- _Passage provided_
########
After the House vote, FDA Commissioner Margaret A. Hamburg said the agency, "welcomes the authority given to us by Congress to regulate tobacco products."
In a prepared statement, she added, "Because smoking and chewing tobacco cause serious public health problems, we view our new responsibilities as a logical extension of our public health mission to protect and to advance the health of Americans."
Numerous health agencies joined the chorus after the Senate vote Thursday to applaud a measure that has been a decade in the making.
The legislation "will finally put an end to Big Tobacco's despicable marketing practices that are designed to addict children to its deadly products," said John R. Seffrin, CEO of the American Cancer Society Cancer Action Network.
"Senate passage of the 'Family Smoking Prevention and Tobacco Control Act' has the potential to reduce the scourge of tobacco products, which kill more than 400,000 Americans every year," he added.
Speaking for the American Heart Association, CEO Nancy Brown said, "The U.S. Senate has taken a bold and courageous step to ensure a healthier future for our children.…The legislation will allow us to protect them from a dirty business that has infiltrated school grounds and homes for many generations," she added. "Too many graveyards are marked by the consequences of the industry's actions. With each puff of a cigarette, smokers increase their risk for heart disease, stroke and other cardiovascular diseases, and Big Tobacco's irresponsible marketing campaigns have made it increasingly difficult to break the cycle of addiction and save lives."
########
- _Exercises_
• a. Write out the stretch of the tobacco legislation passage from "In a prepared" through "Cancer Action Network.".
• b. Answer these questions from the tobacco legislation passage.
(i) Who is named as FDA Commissioner?
(ii) According to John R. Seffrin, how many Americans do tobacco products kill every year?
(iii) Who spoke for the American Heart Association, and what is her title?
########
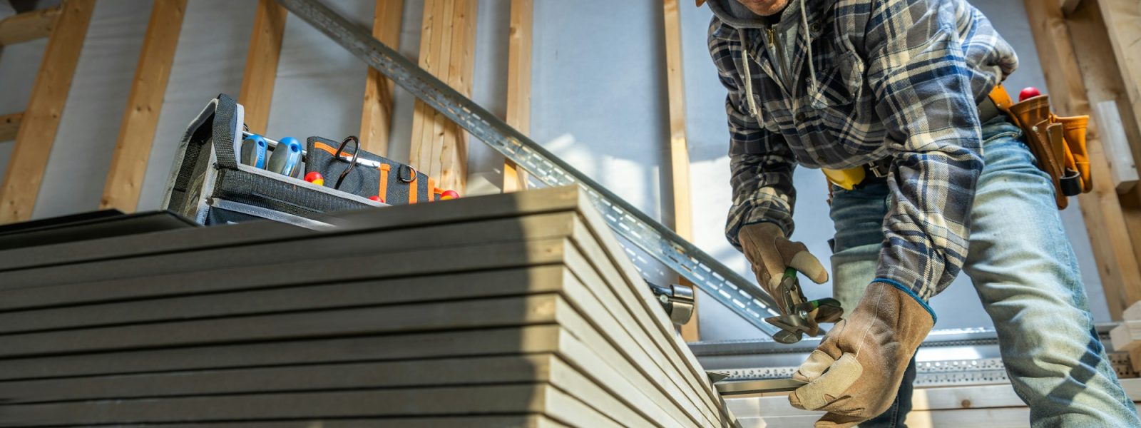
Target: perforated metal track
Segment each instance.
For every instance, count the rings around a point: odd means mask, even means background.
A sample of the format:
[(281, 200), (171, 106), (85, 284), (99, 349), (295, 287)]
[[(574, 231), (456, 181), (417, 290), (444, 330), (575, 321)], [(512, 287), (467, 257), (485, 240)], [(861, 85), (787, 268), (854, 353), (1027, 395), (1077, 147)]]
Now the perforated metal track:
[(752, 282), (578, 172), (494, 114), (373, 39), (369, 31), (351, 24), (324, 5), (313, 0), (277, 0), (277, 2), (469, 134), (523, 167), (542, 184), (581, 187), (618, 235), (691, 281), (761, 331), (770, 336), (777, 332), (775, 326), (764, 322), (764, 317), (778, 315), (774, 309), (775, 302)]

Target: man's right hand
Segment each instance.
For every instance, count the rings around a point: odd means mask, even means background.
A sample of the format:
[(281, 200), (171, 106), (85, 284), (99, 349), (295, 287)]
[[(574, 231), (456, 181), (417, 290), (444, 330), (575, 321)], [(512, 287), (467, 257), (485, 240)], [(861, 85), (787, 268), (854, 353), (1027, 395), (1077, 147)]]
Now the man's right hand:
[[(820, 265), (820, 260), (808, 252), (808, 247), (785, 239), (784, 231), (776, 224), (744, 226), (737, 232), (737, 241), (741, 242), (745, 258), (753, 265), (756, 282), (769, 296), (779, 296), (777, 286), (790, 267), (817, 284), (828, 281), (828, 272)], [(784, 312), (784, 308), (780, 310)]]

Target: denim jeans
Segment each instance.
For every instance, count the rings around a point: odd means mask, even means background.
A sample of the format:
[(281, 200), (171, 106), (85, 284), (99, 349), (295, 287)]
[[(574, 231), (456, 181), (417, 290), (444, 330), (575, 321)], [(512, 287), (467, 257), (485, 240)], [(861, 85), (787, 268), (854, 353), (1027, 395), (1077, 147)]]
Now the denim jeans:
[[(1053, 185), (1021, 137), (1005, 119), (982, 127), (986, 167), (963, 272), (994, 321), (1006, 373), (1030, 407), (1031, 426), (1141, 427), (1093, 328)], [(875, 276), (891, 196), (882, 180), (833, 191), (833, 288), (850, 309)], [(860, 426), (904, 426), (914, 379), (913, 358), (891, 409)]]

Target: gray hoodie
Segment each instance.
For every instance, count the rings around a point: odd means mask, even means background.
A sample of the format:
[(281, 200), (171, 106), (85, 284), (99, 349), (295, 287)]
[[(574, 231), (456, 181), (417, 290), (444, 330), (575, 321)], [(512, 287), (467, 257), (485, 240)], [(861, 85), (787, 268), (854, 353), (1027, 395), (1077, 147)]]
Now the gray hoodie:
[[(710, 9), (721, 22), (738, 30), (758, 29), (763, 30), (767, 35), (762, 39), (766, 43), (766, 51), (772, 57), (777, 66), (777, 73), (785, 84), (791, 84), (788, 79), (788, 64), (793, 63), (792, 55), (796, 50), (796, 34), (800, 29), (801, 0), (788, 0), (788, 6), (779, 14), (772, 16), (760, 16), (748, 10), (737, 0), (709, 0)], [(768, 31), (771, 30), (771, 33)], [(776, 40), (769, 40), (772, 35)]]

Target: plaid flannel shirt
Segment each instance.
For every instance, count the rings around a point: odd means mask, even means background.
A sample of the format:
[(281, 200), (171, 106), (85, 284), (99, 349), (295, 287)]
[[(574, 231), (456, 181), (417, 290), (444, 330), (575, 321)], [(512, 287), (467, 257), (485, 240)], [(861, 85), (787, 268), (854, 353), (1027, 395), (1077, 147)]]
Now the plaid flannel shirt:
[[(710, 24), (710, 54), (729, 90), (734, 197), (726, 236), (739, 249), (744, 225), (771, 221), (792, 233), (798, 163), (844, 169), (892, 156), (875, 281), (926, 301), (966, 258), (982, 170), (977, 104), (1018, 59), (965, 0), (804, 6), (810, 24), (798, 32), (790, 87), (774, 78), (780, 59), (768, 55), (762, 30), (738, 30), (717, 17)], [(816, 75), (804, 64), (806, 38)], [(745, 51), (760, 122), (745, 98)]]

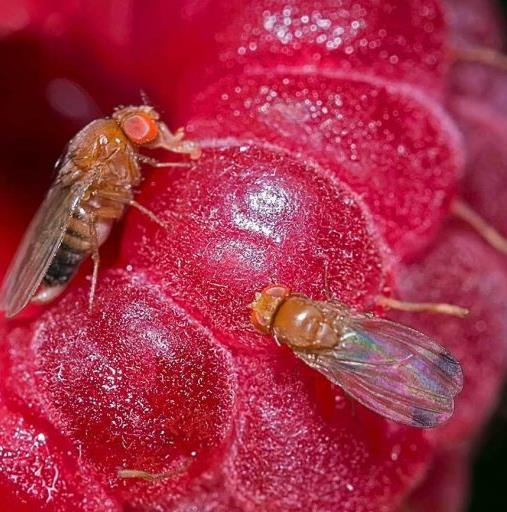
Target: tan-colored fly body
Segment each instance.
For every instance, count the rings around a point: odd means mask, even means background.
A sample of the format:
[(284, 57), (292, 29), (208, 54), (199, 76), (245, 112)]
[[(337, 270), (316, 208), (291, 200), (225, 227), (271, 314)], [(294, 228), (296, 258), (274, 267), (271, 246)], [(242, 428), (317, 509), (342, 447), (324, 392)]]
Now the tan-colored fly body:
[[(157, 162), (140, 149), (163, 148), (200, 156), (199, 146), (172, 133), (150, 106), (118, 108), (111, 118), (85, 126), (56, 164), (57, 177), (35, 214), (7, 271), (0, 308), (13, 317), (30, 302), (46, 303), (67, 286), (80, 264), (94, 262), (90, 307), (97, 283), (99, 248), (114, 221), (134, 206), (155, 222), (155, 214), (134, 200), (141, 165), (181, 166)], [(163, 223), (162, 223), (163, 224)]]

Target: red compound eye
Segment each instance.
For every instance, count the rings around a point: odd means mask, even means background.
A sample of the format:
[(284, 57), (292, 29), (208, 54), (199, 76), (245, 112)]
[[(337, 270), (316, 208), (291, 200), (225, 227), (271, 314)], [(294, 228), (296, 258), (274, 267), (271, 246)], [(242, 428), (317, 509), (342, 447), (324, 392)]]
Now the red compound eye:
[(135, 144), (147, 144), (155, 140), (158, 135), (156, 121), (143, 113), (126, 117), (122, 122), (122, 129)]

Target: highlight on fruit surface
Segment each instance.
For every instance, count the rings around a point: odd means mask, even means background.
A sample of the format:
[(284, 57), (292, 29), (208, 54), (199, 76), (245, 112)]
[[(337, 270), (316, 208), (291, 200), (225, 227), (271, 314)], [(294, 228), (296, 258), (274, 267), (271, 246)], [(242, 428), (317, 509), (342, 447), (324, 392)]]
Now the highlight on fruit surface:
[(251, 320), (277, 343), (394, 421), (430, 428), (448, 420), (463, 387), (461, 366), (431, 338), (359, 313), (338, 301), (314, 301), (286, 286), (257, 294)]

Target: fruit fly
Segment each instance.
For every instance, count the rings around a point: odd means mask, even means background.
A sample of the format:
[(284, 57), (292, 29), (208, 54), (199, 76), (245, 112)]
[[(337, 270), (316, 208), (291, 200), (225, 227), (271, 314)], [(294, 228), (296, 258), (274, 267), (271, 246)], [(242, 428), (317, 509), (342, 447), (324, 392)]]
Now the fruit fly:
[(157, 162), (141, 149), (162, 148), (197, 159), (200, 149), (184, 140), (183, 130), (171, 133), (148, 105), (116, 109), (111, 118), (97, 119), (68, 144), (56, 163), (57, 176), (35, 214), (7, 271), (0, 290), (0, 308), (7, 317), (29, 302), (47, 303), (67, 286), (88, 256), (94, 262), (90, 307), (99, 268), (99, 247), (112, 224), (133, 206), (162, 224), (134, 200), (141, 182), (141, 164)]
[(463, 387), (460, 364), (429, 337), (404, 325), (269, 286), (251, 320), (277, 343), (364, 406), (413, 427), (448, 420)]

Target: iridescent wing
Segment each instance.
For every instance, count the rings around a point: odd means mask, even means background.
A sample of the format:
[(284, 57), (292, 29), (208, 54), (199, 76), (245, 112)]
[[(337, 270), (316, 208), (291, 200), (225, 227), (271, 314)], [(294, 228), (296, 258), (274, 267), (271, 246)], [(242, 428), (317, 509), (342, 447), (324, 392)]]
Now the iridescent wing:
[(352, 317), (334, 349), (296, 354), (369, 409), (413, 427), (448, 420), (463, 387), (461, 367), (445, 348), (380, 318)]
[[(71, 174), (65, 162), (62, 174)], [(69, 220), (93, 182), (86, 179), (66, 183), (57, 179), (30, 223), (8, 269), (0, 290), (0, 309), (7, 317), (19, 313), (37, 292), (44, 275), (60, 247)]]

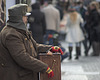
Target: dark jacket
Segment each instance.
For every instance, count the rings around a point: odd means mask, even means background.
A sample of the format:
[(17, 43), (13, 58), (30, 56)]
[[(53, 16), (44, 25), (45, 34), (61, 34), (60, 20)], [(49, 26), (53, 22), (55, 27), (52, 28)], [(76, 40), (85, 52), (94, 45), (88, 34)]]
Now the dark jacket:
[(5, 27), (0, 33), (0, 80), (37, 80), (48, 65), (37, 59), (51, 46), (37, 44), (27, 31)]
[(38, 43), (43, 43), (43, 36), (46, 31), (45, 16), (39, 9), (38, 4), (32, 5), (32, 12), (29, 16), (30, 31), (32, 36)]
########
- _List of answers_
• a.
In a prepared statement, she added, "Because smoking and chewing tobacco cause serious public health problems, we view our new responsibilities as a logical extension of our public health mission to protect and to advance the health of Americans."
Numerous health agencies joined the chorus after the Senate vote Thursday to applaud a measure that has been a decade in the making.
The legislation "will finally put an end to Big Tobacco's despicable marketing practices that are designed to addict children to its deadly products," said John R. Seffrin, CEO of the American Cancer Society Cancer Action Network.

• b.
(i) Margaret A. Hamburg
(ii) More than 400,000
(iii) Nancy Brown, CEO